AIM
Would it be possible to quote, exactly and in full, the lines from the one with "target | white wall" through the end of the entries below?

Point annotation dataset records
[Begin]

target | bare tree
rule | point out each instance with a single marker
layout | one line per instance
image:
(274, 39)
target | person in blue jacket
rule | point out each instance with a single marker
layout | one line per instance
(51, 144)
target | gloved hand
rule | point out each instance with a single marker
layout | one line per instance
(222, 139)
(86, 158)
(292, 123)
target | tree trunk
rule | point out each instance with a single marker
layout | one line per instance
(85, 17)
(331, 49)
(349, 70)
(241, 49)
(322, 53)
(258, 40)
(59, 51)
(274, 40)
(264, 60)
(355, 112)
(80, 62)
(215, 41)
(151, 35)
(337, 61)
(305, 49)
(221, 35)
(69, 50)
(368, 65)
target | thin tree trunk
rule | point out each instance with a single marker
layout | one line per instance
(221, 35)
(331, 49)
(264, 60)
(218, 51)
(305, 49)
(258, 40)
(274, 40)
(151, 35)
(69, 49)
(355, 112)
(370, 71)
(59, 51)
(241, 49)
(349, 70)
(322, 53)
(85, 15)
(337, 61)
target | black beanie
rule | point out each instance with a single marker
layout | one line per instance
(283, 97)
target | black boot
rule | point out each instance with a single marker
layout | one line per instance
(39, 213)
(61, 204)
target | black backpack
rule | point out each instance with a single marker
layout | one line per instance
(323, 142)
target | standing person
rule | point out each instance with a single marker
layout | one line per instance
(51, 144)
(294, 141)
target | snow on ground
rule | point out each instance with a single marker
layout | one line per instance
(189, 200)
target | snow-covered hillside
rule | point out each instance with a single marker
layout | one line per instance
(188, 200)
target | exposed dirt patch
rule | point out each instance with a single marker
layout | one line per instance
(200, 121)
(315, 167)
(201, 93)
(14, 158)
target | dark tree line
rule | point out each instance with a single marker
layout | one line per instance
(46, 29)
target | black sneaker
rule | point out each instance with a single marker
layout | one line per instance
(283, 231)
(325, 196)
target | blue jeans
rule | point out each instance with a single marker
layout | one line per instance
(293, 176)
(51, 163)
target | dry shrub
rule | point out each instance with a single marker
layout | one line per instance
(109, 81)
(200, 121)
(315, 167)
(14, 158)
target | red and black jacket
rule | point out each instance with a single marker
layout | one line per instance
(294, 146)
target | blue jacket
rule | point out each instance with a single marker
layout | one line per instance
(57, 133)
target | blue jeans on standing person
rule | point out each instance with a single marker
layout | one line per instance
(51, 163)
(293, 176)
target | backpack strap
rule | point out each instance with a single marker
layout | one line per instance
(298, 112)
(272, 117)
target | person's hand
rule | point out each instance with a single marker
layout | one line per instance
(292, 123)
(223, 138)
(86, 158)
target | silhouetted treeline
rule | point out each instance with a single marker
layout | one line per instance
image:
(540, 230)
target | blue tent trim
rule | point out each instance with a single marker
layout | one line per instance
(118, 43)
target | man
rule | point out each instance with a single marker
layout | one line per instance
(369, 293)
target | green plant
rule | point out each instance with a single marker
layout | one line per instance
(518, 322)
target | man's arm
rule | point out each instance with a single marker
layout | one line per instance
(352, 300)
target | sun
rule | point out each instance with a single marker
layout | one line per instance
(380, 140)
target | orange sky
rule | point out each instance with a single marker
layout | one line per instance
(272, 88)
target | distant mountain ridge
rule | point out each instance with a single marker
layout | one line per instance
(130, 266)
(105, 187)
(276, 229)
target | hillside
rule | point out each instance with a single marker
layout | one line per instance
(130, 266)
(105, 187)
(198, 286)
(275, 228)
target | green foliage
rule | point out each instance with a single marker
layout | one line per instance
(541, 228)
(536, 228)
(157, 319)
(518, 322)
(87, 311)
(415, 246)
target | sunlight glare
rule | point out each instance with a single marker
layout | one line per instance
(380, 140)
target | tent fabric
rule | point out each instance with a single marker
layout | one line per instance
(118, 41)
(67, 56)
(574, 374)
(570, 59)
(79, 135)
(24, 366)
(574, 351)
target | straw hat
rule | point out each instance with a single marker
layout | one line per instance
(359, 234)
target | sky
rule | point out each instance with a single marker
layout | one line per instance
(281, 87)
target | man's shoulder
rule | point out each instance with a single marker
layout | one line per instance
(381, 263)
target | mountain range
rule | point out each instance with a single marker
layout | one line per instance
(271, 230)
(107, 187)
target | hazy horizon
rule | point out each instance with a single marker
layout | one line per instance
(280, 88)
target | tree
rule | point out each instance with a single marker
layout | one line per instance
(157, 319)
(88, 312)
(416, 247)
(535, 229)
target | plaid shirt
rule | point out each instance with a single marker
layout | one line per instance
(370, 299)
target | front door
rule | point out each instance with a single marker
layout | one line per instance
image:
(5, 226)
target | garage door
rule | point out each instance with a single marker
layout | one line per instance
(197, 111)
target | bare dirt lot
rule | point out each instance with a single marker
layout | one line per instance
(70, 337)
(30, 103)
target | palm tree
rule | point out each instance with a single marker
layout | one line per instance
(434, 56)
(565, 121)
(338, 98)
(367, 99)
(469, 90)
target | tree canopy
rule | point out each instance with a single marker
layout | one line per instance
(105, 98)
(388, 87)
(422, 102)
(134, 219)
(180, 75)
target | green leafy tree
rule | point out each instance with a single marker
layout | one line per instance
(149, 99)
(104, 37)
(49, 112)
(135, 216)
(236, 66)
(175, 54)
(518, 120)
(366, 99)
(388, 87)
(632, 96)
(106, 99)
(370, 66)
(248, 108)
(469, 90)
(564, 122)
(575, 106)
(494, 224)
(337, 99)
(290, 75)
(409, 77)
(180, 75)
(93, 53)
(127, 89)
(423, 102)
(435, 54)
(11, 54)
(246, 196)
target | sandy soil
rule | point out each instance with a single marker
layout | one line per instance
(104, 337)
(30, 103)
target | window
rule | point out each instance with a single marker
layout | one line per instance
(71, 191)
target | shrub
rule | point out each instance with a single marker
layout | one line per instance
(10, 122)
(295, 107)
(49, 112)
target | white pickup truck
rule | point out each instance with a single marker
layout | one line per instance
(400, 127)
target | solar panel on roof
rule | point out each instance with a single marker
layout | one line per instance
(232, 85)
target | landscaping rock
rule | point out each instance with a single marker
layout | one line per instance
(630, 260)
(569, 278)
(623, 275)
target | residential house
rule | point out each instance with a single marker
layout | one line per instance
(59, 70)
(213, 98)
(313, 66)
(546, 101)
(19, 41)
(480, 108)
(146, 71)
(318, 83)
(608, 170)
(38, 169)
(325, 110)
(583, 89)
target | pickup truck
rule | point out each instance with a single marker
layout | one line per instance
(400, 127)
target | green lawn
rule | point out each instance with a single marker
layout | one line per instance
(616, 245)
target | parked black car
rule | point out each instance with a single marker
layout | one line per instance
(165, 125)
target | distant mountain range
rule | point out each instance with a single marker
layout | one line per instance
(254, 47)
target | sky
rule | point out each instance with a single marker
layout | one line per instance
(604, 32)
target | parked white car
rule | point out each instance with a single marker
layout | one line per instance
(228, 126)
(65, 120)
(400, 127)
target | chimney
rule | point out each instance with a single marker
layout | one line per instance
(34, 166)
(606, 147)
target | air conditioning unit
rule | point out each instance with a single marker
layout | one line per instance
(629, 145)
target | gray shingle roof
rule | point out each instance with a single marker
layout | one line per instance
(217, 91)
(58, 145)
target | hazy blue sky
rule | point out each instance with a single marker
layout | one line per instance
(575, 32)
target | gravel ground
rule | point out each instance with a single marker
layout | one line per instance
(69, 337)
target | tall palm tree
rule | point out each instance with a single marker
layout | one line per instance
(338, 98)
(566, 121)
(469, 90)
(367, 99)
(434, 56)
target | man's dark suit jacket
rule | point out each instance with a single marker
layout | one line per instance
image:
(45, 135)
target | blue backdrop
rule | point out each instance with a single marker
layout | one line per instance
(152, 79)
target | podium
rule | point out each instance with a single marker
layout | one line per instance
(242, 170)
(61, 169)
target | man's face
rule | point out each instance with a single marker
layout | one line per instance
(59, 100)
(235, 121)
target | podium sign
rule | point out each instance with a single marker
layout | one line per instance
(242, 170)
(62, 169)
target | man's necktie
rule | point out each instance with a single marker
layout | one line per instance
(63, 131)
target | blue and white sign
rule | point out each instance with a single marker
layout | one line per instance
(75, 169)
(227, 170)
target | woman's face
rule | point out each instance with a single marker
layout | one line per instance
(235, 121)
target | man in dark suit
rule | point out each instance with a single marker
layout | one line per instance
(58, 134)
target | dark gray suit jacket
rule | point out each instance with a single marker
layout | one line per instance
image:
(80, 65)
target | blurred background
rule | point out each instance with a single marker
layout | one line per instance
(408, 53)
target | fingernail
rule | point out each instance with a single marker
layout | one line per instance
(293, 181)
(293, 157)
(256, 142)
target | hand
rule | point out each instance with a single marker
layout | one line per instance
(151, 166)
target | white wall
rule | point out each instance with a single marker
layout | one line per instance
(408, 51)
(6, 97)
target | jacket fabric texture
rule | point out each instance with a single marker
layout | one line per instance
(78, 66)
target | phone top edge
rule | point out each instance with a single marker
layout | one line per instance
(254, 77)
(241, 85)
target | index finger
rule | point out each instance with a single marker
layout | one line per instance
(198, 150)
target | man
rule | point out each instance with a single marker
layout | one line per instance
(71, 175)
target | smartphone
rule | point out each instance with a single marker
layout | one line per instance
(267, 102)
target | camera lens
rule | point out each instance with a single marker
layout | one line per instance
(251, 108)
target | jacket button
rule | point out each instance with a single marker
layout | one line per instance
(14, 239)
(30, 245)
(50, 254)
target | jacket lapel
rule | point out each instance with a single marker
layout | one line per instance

[End]

THE SOLUTION
target | white wall
rule | point out each instance with a single marker
layout | one line per instance
(408, 51)
(6, 97)
target | jacket fabric texture
rule | point out each instance with a single marker
layout | one line per instance
(78, 66)
target | phone top edge
rule | point out each instance with a single marker
layout | one line per instance
(254, 77)
(241, 85)
target | index finger
rule | point out each instance with a single marker
layout | one line per instance
(198, 150)
target | man
rule | point out each instance with a single marker
layout | one line per instance
(71, 175)
target | smartphone
rule | point out each instance with a single marker
layout | one line per instance
(267, 102)
target | camera lens
rule | point out each instance with a single marker
layout | one line per instance
(251, 108)
target | jacket button
rule | point out each instance with a single marker
layout | one line per instance
(14, 239)
(30, 245)
(50, 254)
target | jacket lapel
rule | point out each instance with a single marker
layout | one line per instance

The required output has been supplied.